Trecho de origem>
§

Desde o fim da Segunda Guerra Mundial vimos presenciando uma evolução no trato dos direitos humanos. Cortes Internacionais de Direitos Humanos, declarações e pactos internacionais prestigiam o direito à vida, alçando-a como um dos bens jurídicos individuais mais valiosos a serem tutelados pelo Direito. O Direito Internacional Humanitário jamais se afastou das questões morais, sempre associadas à busca de limites para os sofrimentos causados (historicamente) pelas guerras.
Entretanto, nos países onde a pena de morte ainda é prevista como reação a crimes praticados contra a saúde pública, a exemplo do tráfico de drogas, verifica-se uma desproporcional e desvirtuada aplicação do Direito Penal. No caso da Indonésia, o que se vê é uma injustificável intransigência quanto ao tratamento dispensado aos casos de tráfico internacional de drogas. É certo que as diferenças culturais observadas são muito fortes e que os critérios de justiça não são os mesmos, mas não se pode invocar a soberania como justificativa para o cometimento de tamanha brutalidade. Sob o aspecto do sistema internacional de direitos humanos, uma solução radical, cruel e injusta.
Lamentavelmente, notícias dão conta de que outro brasileiro, o paranaense Rodrigo Gularte, preso e condenado à pena máxima na Indonésia, em breve poderá ser executado. No caso de Rodrigo, há uma questão peculiar que tornaria eventual execução ainda mais desumana. Ele sofre de uma doença mental grave e a família, juntamente com advogados locais, tenta que ele seja transferido para um hospital psiquiátrico para receber o tratamento adequado, como substituição necessária à execução da pena imposta. De fato, o laudo médico pericial emitido neste mês pelo médico Nono Rasino dá conta de que Rodrigo sofre de “esquizofrenia paranoica”, recomendando imediato tratamento.
Nos países onde a pena de morte ainda é prevista como reação a crimes praticados contra a saúde pública, a exemplo do tráfico de drogas, verifica-se uma desproporcional e desvirtuada aplicação do Direito Penal
No Brasil, quando no curso da execução da pena sobrevém doença mental ao condenado, o juiz tem o dever de converter a pena em medida de segurança. A medida de segurança não deixa de ser uma sanção penal. Ela preserva o sentenciado e o trata. Nos demais países da América Latina não é diferente. Na Europa, desde o século 19 as medidas de segurança aparecem como mecanismo eficaz de defesa social. Antes de se configurar em castigo, deve-se levar em conta a finalidade de correção da resposta penal, seja pelo tratamento dos inimputáveis, seja pela segregação.

§

Linhas extraídas>
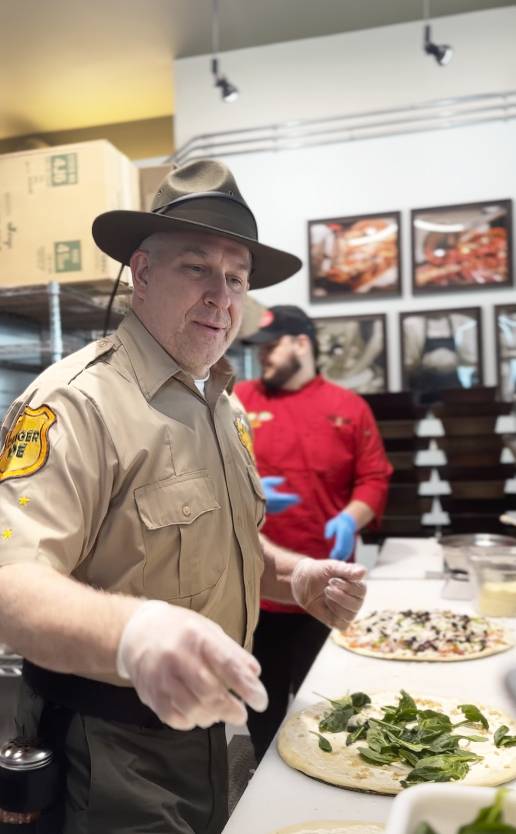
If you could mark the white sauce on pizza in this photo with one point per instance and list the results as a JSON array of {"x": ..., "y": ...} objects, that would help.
[
  {"x": 423, "y": 635},
  {"x": 298, "y": 746}
]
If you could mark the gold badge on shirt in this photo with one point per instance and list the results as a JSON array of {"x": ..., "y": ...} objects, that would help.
[
  {"x": 244, "y": 434},
  {"x": 26, "y": 447}
]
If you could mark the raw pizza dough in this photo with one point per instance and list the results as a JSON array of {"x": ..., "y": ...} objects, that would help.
[
  {"x": 333, "y": 827},
  {"x": 453, "y": 636},
  {"x": 344, "y": 766}
]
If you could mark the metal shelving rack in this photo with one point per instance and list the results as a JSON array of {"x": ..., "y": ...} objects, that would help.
[{"x": 68, "y": 315}]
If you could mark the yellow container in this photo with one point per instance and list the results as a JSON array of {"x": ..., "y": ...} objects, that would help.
[{"x": 494, "y": 582}]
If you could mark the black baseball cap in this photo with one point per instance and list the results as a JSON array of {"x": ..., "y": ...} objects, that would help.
[{"x": 282, "y": 320}]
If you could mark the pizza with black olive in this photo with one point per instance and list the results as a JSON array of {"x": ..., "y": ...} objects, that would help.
[{"x": 423, "y": 635}]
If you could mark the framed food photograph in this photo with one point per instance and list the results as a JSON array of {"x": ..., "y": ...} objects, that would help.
[
  {"x": 462, "y": 247},
  {"x": 441, "y": 349},
  {"x": 355, "y": 257},
  {"x": 505, "y": 325},
  {"x": 353, "y": 352}
]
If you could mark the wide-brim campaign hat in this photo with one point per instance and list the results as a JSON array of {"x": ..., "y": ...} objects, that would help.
[{"x": 199, "y": 196}]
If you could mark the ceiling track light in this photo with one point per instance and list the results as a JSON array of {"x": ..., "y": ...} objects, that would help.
[
  {"x": 228, "y": 91},
  {"x": 442, "y": 52}
]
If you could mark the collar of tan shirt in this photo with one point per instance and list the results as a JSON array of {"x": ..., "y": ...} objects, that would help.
[{"x": 153, "y": 366}]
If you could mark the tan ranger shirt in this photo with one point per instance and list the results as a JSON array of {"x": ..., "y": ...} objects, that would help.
[{"x": 117, "y": 471}]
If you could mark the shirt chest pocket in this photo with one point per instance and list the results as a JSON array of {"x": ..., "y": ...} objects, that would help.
[{"x": 185, "y": 550}]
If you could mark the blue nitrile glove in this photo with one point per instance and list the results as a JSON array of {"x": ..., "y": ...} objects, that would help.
[
  {"x": 343, "y": 526},
  {"x": 277, "y": 501}
]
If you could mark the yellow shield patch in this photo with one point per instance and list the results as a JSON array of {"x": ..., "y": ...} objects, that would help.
[
  {"x": 26, "y": 447},
  {"x": 244, "y": 434}
]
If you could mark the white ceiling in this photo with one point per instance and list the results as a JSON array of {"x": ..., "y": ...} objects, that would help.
[{"x": 67, "y": 64}]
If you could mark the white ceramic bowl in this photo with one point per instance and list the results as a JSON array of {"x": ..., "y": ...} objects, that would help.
[{"x": 443, "y": 806}]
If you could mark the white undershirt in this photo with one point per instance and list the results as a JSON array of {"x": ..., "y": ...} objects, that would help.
[{"x": 200, "y": 383}]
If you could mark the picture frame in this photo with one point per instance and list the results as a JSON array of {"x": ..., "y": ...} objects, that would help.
[
  {"x": 461, "y": 247},
  {"x": 505, "y": 329},
  {"x": 355, "y": 257},
  {"x": 353, "y": 352},
  {"x": 441, "y": 349}
]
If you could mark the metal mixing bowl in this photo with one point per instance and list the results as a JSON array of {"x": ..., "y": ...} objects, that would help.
[{"x": 456, "y": 548}]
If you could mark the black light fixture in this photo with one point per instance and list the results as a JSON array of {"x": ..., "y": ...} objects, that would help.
[
  {"x": 442, "y": 52},
  {"x": 228, "y": 91}
]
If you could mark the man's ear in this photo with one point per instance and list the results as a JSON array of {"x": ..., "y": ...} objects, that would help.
[
  {"x": 304, "y": 342},
  {"x": 139, "y": 264}
]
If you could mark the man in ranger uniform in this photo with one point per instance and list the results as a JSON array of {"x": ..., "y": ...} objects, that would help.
[
  {"x": 322, "y": 461},
  {"x": 131, "y": 564}
]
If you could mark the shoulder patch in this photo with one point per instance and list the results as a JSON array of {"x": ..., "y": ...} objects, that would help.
[
  {"x": 244, "y": 435},
  {"x": 26, "y": 447}
]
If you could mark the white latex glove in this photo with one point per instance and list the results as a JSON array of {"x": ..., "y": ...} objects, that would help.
[
  {"x": 329, "y": 590},
  {"x": 183, "y": 667}
]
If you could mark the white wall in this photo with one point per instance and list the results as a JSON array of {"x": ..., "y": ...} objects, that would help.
[
  {"x": 347, "y": 73},
  {"x": 429, "y": 169},
  {"x": 362, "y": 71}
]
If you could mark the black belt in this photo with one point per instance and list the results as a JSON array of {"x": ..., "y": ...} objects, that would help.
[{"x": 82, "y": 695}]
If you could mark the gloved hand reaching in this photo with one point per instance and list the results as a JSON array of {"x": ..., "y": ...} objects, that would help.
[
  {"x": 277, "y": 501},
  {"x": 186, "y": 669},
  {"x": 344, "y": 527},
  {"x": 329, "y": 590}
]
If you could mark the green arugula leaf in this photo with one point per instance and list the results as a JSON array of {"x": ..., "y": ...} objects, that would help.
[
  {"x": 490, "y": 820},
  {"x": 502, "y": 738},
  {"x": 344, "y": 708},
  {"x": 358, "y": 732},
  {"x": 360, "y": 700},
  {"x": 473, "y": 716},
  {"x": 405, "y": 711},
  {"x": 337, "y": 720},
  {"x": 324, "y": 744},
  {"x": 444, "y": 768}
]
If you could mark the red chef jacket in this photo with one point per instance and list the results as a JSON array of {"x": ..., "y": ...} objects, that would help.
[{"x": 324, "y": 441}]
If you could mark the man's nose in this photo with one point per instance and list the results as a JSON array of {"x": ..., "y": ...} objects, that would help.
[{"x": 217, "y": 292}]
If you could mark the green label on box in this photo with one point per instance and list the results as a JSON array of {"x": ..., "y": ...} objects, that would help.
[
  {"x": 67, "y": 256},
  {"x": 64, "y": 169}
]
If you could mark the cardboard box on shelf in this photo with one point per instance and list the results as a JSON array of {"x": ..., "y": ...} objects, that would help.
[
  {"x": 150, "y": 179},
  {"x": 49, "y": 198}
]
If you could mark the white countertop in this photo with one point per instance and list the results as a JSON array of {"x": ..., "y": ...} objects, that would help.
[{"x": 277, "y": 795}]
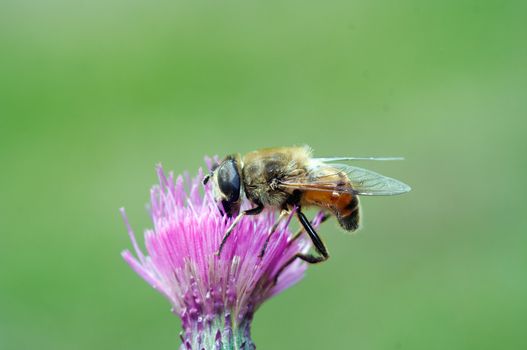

§

Tarefas a realizar>
[a] Responda com base no texto sobre a pena de morte na Indonésia:
(i) Desde quando, segundo o texto, se presencia uma evolução no trato dos direitos humanos?
(ii) Que doença o laudo médico pericial atribui a Rodrigo Gularte?
(iii) No Brasil, o que o juiz deve fazer quando sobrevém doença mental ao condenado durante a execução da pena?
[b] Dê prosseguimento ao texto sobre a pena de morte na Indonésia, começando logo após a última frase apresentada.
As linhas não são necessárias para nenhuma das tarefas.

Respostas numeradas>
[a]
(i) Desde o fim da Segunda Guerra Mundial.
(ii) Esquizofrenia paranoica.
(iii) Converter a pena em medida de segurança.

[b]
Se, enquanto esperava o desfecho de seu processo, sobreveio a Rodrigo Gularte doença grave que lhe afetou a higidez mental, o caminho humanitário e adequado é a internação para tratamento. Do contrário, estar-se-á legitimando uma opção político-criminal absolutamente irracional, violenta e desastrosa.
Seja qual for o país, a legislação que aplica ou a nacionalidade do imputado, em casos semelhantes a flexibilização da soberania estatal é medida que se impõe. Não se pode admitir fragilidades no sistema garantidor dos direitos humanos nos dias atuais. Daí porque em casos de violações aos direitos humanos, em todas as formas de sua manifestação, existe o dever dos Estados de buscar sua repressão.
Não se está a defender o crime, e tampouco a impunidade. A medida de segurança também é resposta de satisfação à sociedade. Demonstra ação estatal em defesa de bens jurídicos consagrados pela lei, mas de forma a preservar o condenado doente de uma pena desvirtuada de sua finalidade. Diante de tudo, impõe-se que, de alguma forma, torne-se público o repúdio à intolerância e ao radicalismo defendido pelo governo indonésio, contrapondo-se a toda a evolução internacional de proteção de direitos.